(Entries from a collection)
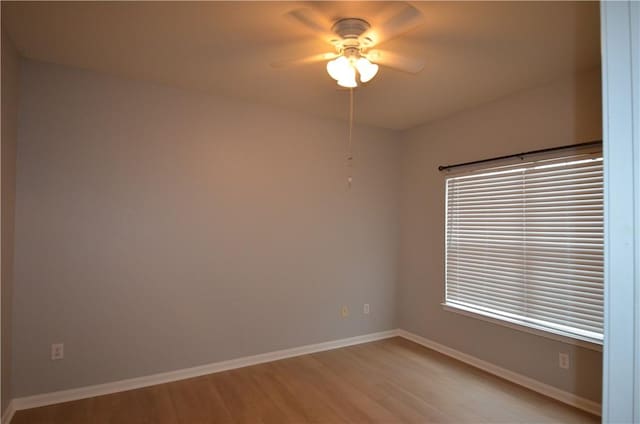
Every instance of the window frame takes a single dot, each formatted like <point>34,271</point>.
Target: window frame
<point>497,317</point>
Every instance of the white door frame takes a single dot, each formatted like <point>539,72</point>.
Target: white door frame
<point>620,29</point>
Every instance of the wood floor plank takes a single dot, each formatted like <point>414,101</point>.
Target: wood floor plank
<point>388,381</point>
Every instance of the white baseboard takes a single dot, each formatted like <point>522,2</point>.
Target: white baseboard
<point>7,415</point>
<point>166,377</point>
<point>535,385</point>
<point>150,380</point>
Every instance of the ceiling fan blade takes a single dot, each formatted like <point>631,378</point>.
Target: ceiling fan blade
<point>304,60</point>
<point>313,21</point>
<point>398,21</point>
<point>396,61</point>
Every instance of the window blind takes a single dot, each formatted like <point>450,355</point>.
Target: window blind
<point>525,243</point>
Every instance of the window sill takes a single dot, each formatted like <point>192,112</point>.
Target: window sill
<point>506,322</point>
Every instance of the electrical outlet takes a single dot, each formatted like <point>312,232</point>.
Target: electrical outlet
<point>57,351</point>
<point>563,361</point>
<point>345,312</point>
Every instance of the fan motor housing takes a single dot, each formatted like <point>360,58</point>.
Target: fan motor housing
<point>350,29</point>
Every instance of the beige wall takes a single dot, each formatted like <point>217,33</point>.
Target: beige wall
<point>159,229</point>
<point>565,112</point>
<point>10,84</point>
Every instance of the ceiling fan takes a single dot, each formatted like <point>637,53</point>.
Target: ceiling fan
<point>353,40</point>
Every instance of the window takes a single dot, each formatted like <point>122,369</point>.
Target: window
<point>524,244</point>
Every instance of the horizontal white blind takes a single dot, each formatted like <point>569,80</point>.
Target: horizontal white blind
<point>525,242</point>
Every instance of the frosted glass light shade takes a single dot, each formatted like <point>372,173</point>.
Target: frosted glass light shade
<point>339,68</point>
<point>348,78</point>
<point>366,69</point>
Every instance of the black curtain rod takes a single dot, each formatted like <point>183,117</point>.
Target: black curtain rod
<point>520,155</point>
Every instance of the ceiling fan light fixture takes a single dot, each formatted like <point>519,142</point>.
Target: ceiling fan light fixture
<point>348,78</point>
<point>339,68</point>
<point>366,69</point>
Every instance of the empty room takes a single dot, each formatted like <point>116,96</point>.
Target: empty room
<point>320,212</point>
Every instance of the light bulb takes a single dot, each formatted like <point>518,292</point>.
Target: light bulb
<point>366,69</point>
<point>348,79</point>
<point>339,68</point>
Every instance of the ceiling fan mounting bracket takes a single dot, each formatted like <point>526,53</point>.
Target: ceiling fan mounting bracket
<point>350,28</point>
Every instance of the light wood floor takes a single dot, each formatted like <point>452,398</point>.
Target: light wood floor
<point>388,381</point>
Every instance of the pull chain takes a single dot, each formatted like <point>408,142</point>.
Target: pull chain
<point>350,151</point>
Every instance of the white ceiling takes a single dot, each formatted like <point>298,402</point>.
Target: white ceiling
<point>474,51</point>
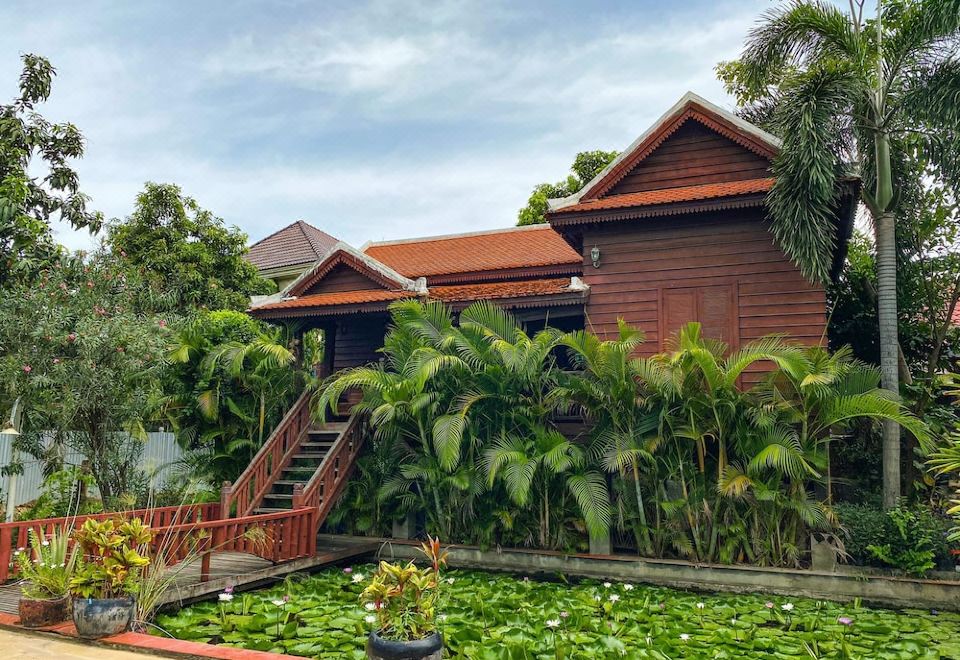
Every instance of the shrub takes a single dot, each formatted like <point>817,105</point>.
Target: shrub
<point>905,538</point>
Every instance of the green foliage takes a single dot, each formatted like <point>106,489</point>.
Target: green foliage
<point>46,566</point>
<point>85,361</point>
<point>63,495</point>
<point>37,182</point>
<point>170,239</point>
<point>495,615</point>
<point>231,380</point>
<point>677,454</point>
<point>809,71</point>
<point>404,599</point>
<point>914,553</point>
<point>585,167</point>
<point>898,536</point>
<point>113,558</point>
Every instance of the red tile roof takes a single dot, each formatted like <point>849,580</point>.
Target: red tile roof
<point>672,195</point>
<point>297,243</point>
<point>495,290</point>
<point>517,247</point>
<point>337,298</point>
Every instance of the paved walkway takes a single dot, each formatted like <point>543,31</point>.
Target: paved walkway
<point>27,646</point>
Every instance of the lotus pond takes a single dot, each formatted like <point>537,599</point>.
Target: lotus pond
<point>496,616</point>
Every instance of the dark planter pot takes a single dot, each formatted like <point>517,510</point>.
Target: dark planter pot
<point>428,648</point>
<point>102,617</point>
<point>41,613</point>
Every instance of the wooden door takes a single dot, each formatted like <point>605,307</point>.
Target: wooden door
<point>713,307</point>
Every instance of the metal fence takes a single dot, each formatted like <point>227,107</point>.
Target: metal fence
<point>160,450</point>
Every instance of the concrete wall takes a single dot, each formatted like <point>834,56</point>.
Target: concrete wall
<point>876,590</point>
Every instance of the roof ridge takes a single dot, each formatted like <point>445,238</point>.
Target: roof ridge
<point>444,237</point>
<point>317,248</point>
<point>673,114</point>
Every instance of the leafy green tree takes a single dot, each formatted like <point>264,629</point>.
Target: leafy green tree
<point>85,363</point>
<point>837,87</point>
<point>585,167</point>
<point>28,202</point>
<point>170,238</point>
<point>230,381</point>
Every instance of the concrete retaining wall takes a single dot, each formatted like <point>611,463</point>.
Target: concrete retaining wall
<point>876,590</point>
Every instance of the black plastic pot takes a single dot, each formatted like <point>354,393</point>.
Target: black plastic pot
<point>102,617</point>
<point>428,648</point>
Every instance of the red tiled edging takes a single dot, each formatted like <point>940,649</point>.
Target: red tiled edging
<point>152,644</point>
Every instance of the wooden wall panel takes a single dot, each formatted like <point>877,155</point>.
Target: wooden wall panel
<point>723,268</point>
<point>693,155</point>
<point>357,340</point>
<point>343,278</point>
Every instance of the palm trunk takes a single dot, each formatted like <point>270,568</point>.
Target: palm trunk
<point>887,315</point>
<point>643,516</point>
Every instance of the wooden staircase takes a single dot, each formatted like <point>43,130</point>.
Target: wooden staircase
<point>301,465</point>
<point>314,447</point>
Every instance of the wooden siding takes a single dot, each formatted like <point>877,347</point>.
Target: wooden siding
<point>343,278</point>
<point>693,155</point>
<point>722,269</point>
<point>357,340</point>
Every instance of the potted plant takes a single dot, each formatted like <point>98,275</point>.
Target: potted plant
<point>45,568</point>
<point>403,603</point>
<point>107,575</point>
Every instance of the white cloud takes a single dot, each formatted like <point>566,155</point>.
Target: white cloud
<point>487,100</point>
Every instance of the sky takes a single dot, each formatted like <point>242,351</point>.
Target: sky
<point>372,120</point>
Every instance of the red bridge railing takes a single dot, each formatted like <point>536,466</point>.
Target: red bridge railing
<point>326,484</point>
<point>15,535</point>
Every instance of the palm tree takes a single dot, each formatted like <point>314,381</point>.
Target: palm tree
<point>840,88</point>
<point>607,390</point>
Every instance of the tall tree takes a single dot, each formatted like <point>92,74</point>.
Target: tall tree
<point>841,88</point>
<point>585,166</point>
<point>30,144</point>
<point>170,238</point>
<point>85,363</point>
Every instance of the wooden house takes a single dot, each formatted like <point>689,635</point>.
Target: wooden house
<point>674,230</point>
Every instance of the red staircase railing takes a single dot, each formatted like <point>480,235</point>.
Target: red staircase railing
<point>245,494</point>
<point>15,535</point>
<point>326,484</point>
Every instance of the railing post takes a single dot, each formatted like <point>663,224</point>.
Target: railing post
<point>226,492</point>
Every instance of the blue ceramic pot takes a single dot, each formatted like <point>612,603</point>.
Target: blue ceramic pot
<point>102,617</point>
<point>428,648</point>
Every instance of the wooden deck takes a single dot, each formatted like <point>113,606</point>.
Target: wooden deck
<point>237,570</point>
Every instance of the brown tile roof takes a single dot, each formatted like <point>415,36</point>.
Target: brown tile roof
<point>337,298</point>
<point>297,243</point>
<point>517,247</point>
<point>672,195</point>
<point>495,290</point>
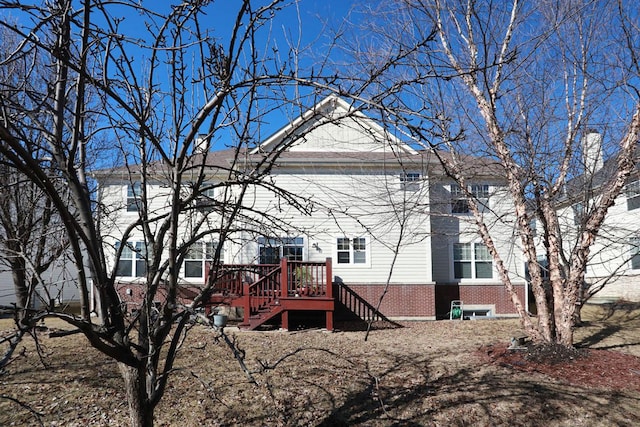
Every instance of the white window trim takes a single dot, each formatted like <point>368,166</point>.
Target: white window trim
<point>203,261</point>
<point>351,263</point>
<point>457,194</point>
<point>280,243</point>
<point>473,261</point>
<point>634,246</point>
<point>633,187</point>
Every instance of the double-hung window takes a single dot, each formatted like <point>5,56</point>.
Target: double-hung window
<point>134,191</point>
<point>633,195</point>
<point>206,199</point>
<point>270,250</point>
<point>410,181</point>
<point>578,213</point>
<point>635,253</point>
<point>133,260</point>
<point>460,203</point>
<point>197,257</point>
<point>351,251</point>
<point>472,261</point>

* _Exercise objective_
Write out the lines of the entries verbatim, starting with the first one and going on through the line that contains "<point>620,29</point>", with both of those lines included. Leave the pictures out of your answer.

* _Problem solution_
Every instance of the window frame takes a single dot, each formatted like <point>34,271</point>.
Target: window frame
<point>497,317</point>
Every instance of the white door frame takes a single dot, each formatted like <point>539,72</point>.
Target: white door frame
<point>620,29</point>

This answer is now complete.